Task brief:
Format the lines from the one containing "Expected: one point per instance of the autumn" up to and including the one containing "Target: grassy bank" as a JSON list of strings, one string per line, with blank lines skipped.

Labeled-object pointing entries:
▼

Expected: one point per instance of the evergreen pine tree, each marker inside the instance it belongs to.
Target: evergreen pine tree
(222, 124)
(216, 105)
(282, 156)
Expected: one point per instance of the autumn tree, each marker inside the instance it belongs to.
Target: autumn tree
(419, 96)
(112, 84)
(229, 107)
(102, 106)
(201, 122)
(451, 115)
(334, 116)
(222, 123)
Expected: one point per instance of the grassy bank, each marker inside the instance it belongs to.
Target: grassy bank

▲
▼

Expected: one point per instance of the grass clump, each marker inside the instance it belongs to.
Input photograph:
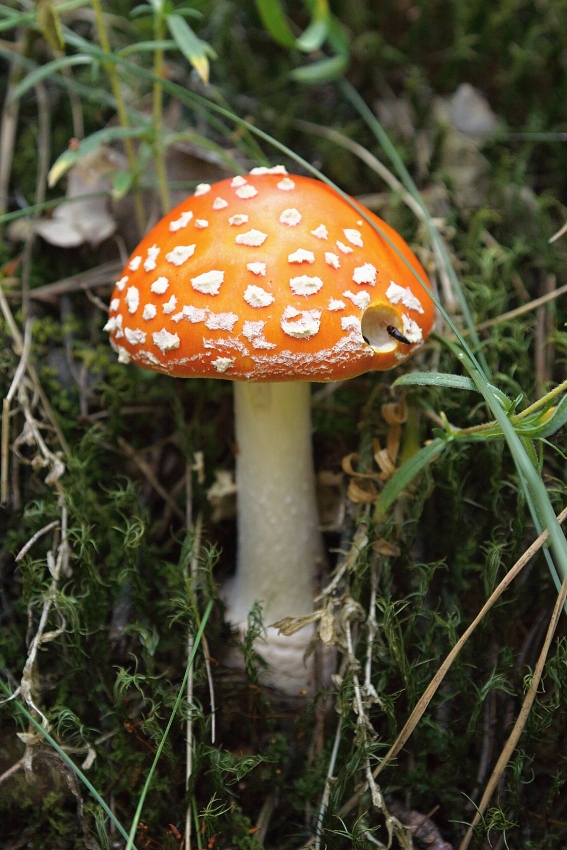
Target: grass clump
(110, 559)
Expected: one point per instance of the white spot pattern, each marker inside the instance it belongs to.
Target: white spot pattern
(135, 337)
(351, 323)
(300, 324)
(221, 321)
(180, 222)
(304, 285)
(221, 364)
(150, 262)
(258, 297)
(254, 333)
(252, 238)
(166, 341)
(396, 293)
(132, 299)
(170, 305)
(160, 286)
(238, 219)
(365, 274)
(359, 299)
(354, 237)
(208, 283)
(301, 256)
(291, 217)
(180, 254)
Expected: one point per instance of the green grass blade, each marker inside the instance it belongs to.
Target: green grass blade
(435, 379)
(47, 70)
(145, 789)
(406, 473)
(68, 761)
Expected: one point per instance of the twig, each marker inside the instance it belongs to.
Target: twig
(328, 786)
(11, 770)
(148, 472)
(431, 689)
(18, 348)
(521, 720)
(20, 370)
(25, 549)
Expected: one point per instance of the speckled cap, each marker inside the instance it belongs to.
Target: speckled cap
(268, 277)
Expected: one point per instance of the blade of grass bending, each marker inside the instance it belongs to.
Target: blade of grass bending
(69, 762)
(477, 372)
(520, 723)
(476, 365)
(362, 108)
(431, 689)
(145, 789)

▲
▼

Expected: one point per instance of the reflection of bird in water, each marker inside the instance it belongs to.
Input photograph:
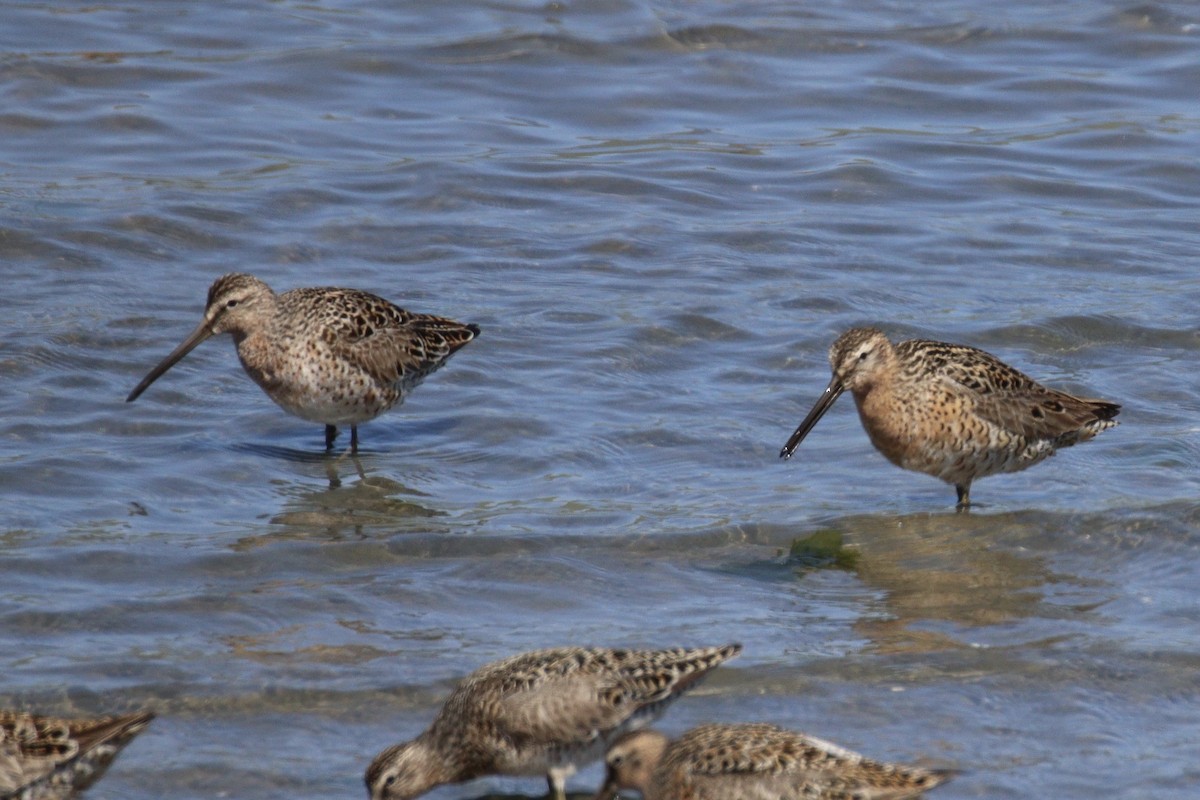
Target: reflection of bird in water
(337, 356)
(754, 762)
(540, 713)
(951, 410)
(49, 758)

▲

Response below:
[
  "Expected: one point per instance of the autumn tree, each marker inside the instance it belongs to.",
  "Target: autumn tree",
  "(419, 96)",
  "(112, 84)",
  "(229, 107)",
  "(102, 106)",
  "(201, 122)",
  "(451, 115)",
  "(334, 116)",
  "(222, 123)",
  "Expected: one point per instance of the grassy bank, each marker inside the instance it belongs to.",
  "Target: grassy bank"
]